## Schriftliche Anweisung
Gib bitte sämtliche folgenden Datensätze Zeile für Zeile unverändert wieder. Lass dabei die Bilder weg.

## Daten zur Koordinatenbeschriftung

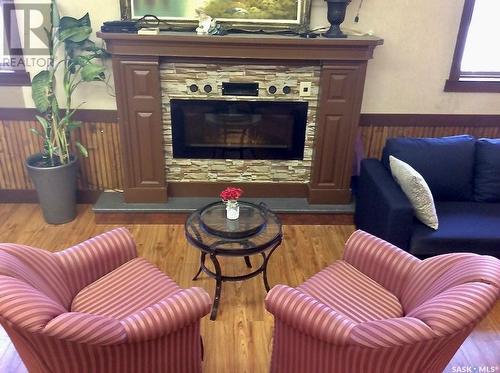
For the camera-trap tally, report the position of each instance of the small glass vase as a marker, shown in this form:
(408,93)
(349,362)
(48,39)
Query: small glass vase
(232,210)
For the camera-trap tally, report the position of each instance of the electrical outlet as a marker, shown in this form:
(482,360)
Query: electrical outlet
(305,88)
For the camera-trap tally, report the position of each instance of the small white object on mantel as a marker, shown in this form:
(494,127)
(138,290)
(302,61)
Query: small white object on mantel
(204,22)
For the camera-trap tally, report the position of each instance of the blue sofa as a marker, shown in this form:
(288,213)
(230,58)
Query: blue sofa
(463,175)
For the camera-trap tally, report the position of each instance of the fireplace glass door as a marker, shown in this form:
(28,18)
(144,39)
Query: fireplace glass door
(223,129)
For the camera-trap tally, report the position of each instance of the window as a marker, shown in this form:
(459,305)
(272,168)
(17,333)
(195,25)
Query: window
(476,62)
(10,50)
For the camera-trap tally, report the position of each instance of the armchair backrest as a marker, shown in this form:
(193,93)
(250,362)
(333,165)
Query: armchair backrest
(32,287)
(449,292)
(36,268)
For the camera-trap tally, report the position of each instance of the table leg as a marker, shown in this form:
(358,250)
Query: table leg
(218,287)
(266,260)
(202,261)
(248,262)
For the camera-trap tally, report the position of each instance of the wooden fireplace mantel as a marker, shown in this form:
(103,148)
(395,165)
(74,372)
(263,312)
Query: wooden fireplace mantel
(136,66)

## Ergebnis der Übung
For the camera-trap tally, report the position of each instance of the small glass vase as a marker, shown in this form:
(408,93)
(349,362)
(48,39)
Query: small glass vase
(232,210)
For the camera-trap tally, report the position of each instance of the electrical outlet as a marker, shown in this form:
(482,360)
Query: electrical outlet
(305,88)
For the camera-trap tally, report the position of each instance of the small white object on mantel as a marker, shown in this form:
(494,127)
(138,290)
(302,61)
Query: small white object on mantel
(204,22)
For the camera-trap tally, report the position of each instance of the blue sofa as a marker, shown in this form:
(288,213)
(230,58)
Query: blue sofa
(463,175)
For the camera-trap tally, report the position of each instance of the fireplace glass door as a marker, shown in this form:
(28,18)
(144,39)
Query: fireplace glass door
(223,129)
For the camera-trap tally, report the position of each instance of the window as a marker, shown in this form:
(459,305)
(272,168)
(17,333)
(195,25)
Query: window
(476,62)
(10,50)
For the camera-trap tally, report the position of each instance of the armchair backrest as a marker, shown in this form:
(193,93)
(250,362)
(333,165)
Query: armchair backrest
(32,287)
(449,292)
(36,268)
For the camera-trap tally, report the position of each instance of the table leg as a marker, shown in this form:
(358,250)
Query: table leg
(218,287)
(266,260)
(202,261)
(248,262)
For the camera-trap tally, report the position of each instance of the wooden fireplace mantel as a marker, shown in this form:
(103,148)
(395,165)
(74,372)
(263,312)
Query: wooden fireplace mantel
(136,66)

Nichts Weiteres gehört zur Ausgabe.